▸ **DATA SHOWN**
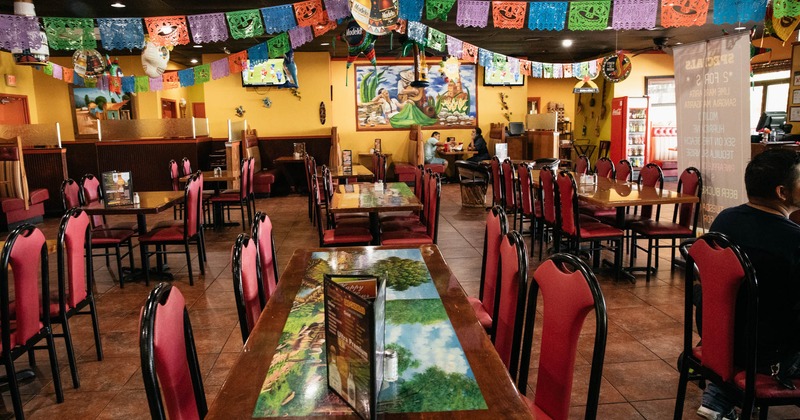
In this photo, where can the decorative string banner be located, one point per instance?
(70, 33)
(736, 11)
(309, 12)
(547, 16)
(19, 32)
(167, 30)
(635, 14)
(589, 15)
(472, 13)
(693, 12)
(438, 9)
(208, 28)
(121, 33)
(245, 24)
(278, 18)
(509, 14)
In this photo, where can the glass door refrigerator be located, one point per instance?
(629, 138)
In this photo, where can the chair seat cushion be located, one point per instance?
(599, 230)
(400, 237)
(110, 236)
(653, 228)
(165, 234)
(480, 312)
(346, 235)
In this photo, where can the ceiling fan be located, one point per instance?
(660, 43)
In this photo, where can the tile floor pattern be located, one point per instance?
(639, 377)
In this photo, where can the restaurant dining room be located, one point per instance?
(423, 209)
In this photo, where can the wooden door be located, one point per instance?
(14, 109)
(169, 108)
(199, 109)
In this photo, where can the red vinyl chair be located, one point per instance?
(25, 254)
(75, 282)
(337, 236)
(485, 306)
(728, 280)
(248, 288)
(570, 291)
(430, 236)
(186, 234)
(575, 230)
(170, 367)
(683, 225)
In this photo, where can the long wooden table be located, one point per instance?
(273, 341)
(366, 198)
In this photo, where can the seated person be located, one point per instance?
(763, 230)
(478, 144)
(430, 150)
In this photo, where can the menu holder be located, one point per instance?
(354, 337)
(117, 188)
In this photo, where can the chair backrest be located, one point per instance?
(604, 168)
(547, 185)
(70, 194)
(582, 166)
(690, 182)
(624, 171)
(90, 193)
(247, 286)
(722, 269)
(570, 291)
(170, 367)
(567, 203)
(651, 176)
(526, 190)
(267, 258)
(74, 253)
(173, 175)
(186, 166)
(24, 255)
(513, 286)
(497, 182)
(496, 229)
(509, 186)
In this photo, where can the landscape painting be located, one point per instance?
(386, 99)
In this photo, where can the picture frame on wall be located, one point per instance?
(89, 105)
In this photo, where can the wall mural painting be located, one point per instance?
(385, 99)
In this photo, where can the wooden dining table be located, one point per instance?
(449, 367)
(374, 199)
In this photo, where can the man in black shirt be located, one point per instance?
(762, 229)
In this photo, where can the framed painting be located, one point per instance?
(385, 99)
(91, 104)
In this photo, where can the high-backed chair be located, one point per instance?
(485, 305)
(186, 234)
(729, 285)
(25, 254)
(267, 257)
(570, 291)
(170, 367)
(75, 282)
(247, 285)
(683, 225)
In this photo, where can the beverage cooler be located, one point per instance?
(629, 138)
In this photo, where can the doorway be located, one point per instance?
(169, 108)
(14, 109)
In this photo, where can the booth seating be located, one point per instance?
(17, 204)
(262, 178)
(416, 156)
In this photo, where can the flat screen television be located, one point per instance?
(502, 77)
(273, 72)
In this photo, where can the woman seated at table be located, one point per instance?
(478, 144)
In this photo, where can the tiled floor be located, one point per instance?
(644, 340)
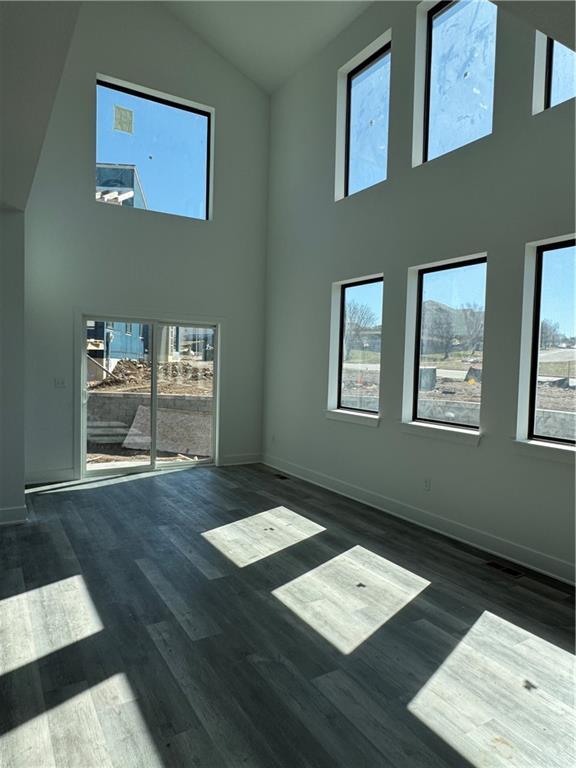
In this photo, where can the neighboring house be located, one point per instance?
(119, 184)
(108, 342)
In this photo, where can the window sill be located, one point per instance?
(459, 435)
(541, 450)
(354, 417)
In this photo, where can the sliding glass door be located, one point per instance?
(148, 395)
(185, 393)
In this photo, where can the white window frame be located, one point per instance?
(342, 106)
(460, 433)
(332, 410)
(526, 351)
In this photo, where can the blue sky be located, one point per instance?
(456, 287)
(167, 145)
(462, 75)
(369, 110)
(370, 294)
(559, 289)
(563, 74)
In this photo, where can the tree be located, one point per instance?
(442, 330)
(473, 319)
(357, 318)
(549, 333)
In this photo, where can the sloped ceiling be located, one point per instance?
(34, 42)
(556, 18)
(267, 41)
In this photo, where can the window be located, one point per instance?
(552, 413)
(449, 343)
(560, 73)
(151, 152)
(368, 106)
(461, 51)
(359, 345)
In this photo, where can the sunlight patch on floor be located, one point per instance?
(99, 727)
(37, 622)
(258, 536)
(351, 596)
(503, 697)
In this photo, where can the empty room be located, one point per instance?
(287, 384)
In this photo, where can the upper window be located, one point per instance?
(560, 73)
(553, 381)
(359, 345)
(461, 51)
(151, 152)
(368, 106)
(450, 343)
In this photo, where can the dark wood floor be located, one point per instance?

▸ **OBJECTIVE**
Starting at the line that holds "In this photo, where can the framed", copy each line exactly through the end of the listing, both ends included. Leave the pictures out.

▸ **SOLUTION BELOW**
In this photo, where can the framed painting be located, one point per instance?
(385, 99)
(91, 104)
In this photo, where can the high-backed chair be located, one point per instance?
(485, 305)
(186, 234)
(729, 285)
(25, 254)
(267, 257)
(570, 291)
(170, 367)
(75, 282)
(247, 285)
(683, 225)
In this photo, where can the beverage cooler be located, one point per instance?
(629, 138)
In this photo, where can the doorway be located, one point per instance?
(169, 108)
(14, 109)
In this photo, where can the booth seating be located, one point per instance?
(17, 204)
(262, 178)
(416, 156)
In this photo, where can the flat screen television be located, one point per instance?
(502, 77)
(273, 72)
In this photo, where can the woman seated at table be located, one point per instance?
(478, 144)
In this photo, where can the tiled floor be located, one point per instance?
(644, 340)
In this photo, where can the neighboring house be located, one point per instance?
(119, 184)
(108, 342)
In this photo, where can the window sill be located, one point per instance?
(459, 435)
(541, 450)
(354, 417)
In this photo, where can the sliding glass door be located, one point per instance?
(148, 395)
(185, 393)
In this photo, where can the white window frame be located, one point per instance?
(342, 106)
(460, 433)
(332, 410)
(526, 351)
In this photo, where can the blue sky be located, one point per instance?
(456, 287)
(167, 145)
(462, 75)
(369, 110)
(370, 294)
(559, 289)
(563, 74)
In this photo, where can the tree be located, one point per instance?
(442, 330)
(473, 319)
(357, 318)
(549, 333)
In this photo, where can the sloped ceiling be located, one point per instance?
(34, 42)
(556, 18)
(267, 41)
In this photo, where can the window be located, one point per instance?
(552, 413)
(449, 343)
(560, 73)
(151, 152)
(368, 106)
(461, 51)
(359, 345)
In this photo, where can the sunlight patch on floor be located, one point per instance?
(99, 727)
(37, 622)
(258, 536)
(351, 596)
(503, 697)
In this photo, where can the empty room be located, one point per instance?
(287, 384)
In this photo, where can the upper window be located, one point per instance?
(560, 73)
(553, 381)
(359, 345)
(461, 51)
(151, 152)
(368, 106)
(450, 343)
In this photo, where can the dark wood floor be located, one point per instance?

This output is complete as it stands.